» **GEGEVEN TEKST**
Helft volwassen medicijngebruikers slikt medicijn met invloed op de rijvaardigheid

geplaatst op: 9 januari 2023

De afgelopen 12 maanden kregen 5,4 miljoen volwassen Nederlanders één of meer medicijnen met invloed op de rijvaardigheid. Daarbij gaat het vaak om middelen met veel invloed op de rijvaardigheid, waarbij de patiënt tijdelijk of helemaal niet mag rijden. Uit navraag bij medicijngebruikers blijkt dat dat een deel van deze patiënten toch rijdt, bijvoorbeeld uit onwetendheid of door onvoldoende kennis. Goede informatie vanuit zorgverleners over het effect dat medicijnen kunnen hebben op de rijvaardigheid is daarom van groot belang.

» **OPDRACHTEN**
- A) Hoeveel volwassen Nederlanders kregen volgens de tekst over medicijnen en rijvaardigheid in de afgelopen 12 maanden één of meer medicijnen met invloed op de rijvaardigheid?
- B) Leg uit waarom goede informatie van zorgverleners volgens de tekst over medicijnen en rijvaardigheid van groot belang is.
De items die hierna volgen, hebben niets met de tekst te maken.

» **DATASETFRAGMENT**
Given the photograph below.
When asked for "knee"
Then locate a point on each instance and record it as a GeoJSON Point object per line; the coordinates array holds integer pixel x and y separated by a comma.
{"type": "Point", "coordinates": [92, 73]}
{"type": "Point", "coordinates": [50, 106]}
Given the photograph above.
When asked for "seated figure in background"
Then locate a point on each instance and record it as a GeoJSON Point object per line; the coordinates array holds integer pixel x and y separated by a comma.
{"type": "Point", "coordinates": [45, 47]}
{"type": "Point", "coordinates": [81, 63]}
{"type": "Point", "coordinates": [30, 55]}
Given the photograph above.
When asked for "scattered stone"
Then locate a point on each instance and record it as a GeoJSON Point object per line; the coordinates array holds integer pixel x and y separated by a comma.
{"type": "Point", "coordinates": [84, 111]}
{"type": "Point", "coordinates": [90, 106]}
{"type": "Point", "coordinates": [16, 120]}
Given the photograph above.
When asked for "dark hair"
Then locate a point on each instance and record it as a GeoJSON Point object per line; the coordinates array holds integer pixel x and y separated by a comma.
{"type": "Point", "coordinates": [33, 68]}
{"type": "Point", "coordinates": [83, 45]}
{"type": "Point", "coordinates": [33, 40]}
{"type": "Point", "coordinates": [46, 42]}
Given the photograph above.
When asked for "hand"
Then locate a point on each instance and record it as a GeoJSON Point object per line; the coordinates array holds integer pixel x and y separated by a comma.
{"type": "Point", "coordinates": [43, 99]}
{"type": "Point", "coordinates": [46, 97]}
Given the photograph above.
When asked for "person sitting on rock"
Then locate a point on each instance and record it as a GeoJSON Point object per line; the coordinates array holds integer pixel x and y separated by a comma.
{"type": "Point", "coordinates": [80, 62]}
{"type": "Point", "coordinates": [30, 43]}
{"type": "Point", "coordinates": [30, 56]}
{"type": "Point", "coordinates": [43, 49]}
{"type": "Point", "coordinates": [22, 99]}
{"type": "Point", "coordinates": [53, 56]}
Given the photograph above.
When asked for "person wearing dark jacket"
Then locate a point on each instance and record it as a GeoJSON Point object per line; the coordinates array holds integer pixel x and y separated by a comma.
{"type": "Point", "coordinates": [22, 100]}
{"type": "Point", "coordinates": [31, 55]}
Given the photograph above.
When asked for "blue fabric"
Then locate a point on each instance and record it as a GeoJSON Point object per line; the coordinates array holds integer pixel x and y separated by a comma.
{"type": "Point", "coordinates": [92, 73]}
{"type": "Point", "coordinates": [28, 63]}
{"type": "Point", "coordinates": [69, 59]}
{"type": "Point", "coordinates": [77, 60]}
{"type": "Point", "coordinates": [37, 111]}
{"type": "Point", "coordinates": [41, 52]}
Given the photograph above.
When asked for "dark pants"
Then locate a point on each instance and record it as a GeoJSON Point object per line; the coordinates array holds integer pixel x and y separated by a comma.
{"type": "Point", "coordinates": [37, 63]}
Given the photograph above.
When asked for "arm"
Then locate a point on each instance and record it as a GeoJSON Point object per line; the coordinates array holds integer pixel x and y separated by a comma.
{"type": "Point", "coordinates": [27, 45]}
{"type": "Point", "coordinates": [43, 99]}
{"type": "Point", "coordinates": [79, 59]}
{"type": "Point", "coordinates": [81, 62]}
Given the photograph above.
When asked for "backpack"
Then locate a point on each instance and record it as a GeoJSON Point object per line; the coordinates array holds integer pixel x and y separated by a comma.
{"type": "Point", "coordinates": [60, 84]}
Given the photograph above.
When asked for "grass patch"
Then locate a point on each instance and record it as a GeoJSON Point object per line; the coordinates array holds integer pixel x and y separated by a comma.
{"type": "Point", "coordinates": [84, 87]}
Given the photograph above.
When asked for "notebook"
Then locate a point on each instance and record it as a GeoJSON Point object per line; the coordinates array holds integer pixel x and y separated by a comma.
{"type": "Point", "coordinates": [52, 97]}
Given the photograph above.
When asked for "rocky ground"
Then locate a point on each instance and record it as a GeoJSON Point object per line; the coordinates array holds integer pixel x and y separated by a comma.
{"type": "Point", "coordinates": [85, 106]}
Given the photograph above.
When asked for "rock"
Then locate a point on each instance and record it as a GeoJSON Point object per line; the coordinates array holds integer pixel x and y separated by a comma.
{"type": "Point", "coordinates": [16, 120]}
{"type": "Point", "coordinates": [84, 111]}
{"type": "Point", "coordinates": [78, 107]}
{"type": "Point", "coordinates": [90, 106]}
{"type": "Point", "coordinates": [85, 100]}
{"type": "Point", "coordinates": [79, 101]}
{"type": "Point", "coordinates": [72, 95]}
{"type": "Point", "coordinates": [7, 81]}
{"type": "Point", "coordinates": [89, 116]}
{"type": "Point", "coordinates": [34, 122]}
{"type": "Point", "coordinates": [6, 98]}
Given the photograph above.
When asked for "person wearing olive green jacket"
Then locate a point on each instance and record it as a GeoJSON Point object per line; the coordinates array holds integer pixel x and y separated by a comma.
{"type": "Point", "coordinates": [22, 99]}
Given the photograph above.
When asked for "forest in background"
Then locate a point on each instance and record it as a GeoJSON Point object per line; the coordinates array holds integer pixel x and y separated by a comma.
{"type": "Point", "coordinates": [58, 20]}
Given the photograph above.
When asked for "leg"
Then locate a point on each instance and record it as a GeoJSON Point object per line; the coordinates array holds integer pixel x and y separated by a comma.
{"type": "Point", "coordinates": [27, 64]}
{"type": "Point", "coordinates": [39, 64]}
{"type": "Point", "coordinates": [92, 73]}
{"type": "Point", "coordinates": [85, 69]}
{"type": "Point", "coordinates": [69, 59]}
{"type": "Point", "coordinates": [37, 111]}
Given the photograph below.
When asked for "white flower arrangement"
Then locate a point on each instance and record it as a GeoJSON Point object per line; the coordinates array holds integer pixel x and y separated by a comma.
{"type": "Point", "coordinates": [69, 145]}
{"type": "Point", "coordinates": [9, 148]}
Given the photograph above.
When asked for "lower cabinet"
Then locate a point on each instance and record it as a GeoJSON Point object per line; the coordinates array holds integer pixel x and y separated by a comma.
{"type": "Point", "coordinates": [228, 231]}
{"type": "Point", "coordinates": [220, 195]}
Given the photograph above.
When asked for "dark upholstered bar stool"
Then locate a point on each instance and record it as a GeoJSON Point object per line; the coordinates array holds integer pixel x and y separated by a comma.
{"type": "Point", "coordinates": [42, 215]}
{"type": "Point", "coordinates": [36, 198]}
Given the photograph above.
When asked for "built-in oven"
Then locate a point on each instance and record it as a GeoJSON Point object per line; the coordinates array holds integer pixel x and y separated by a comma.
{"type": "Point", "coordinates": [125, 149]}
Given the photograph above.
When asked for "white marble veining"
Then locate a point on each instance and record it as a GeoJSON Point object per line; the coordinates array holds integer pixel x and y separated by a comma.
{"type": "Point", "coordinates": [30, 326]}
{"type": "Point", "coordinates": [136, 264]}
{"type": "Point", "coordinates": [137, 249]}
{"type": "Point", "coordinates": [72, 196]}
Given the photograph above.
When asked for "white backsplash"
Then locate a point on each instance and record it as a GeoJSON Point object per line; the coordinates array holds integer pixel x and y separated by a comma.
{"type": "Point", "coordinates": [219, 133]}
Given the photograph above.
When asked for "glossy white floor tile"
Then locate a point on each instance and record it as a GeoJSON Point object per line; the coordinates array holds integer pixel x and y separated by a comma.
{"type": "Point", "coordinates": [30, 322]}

» **GENUMMERDE ANTWOORDEN**
- A) 5,4 miljoen volwassen Nederlanders.

- B) Uit navraag bij medicijngebruikers blijkt dat een deel van de patiënten toch rijdt terwijl dat tijdelijk of helemaal niet mag. Dat gebeurt bijvoorbeeld uit onwetendheid of door onvoldoende kennis over het effect van hun medicijnen op de rijvaardigheid.